======== Provided records

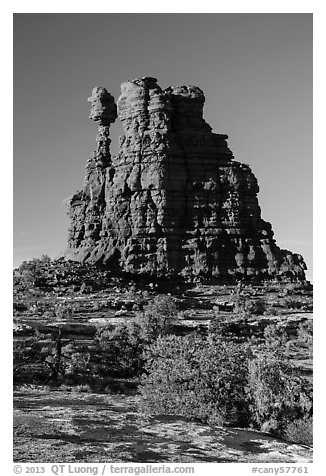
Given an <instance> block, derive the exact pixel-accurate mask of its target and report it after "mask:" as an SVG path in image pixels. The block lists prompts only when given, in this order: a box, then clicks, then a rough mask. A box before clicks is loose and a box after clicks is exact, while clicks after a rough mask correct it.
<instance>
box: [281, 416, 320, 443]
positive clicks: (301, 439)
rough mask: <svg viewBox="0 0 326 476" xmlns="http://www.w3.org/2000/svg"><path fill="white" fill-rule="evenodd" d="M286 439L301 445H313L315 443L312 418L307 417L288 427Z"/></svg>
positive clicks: (297, 419)
mask: <svg viewBox="0 0 326 476" xmlns="http://www.w3.org/2000/svg"><path fill="white" fill-rule="evenodd" d="M284 436H285V438H286V439H287V440H289V441H291V442H292V443H298V444H301V445H308V446H310V445H312V443H313V422H312V418H311V417H309V416H305V417H303V418H299V419H297V420H294V421H292V422H291V423H289V424H288V425H287V427H286V430H285V434H284Z"/></svg>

================

Rewrite the rows above, changing every "positive clicks" to "foreground clicks" and keeping everything else the same. Leave out the pictures.

-- Expected answer --
Given an <instance> block, derive the exact pixel-accurate mask of its target and report it after "mask:" as an SVG path in image pixels. The block lists prompts only when given, in this order: a box, then clicks, then a rough mask. A box before clicks is loose and a box after clicks is exact, while clicks after a rough mask correct it.
<instance>
box: [281, 416, 320, 443]
foreground clicks: (301, 439)
rough mask: <svg viewBox="0 0 326 476" xmlns="http://www.w3.org/2000/svg"><path fill="white" fill-rule="evenodd" d="M286 439L301 445H313L315 443L312 418L307 417L288 427Z"/></svg>
foreground clicks: (297, 419)
mask: <svg viewBox="0 0 326 476" xmlns="http://www.w3.org/2000/svg"><path fill="white" fill-rule="evenodd" d="M284 436H285V438H286V439H287V440H289V441H291V442H292V443H298V444H301V445H308V446H310V445H312V443H313V422H312V418H311V417H309V416H305V417H303V418H299V419H297V420H294V421H292V422H291V423H289V424H288V425H287V427H286V430H285V434H284Z"/></svg>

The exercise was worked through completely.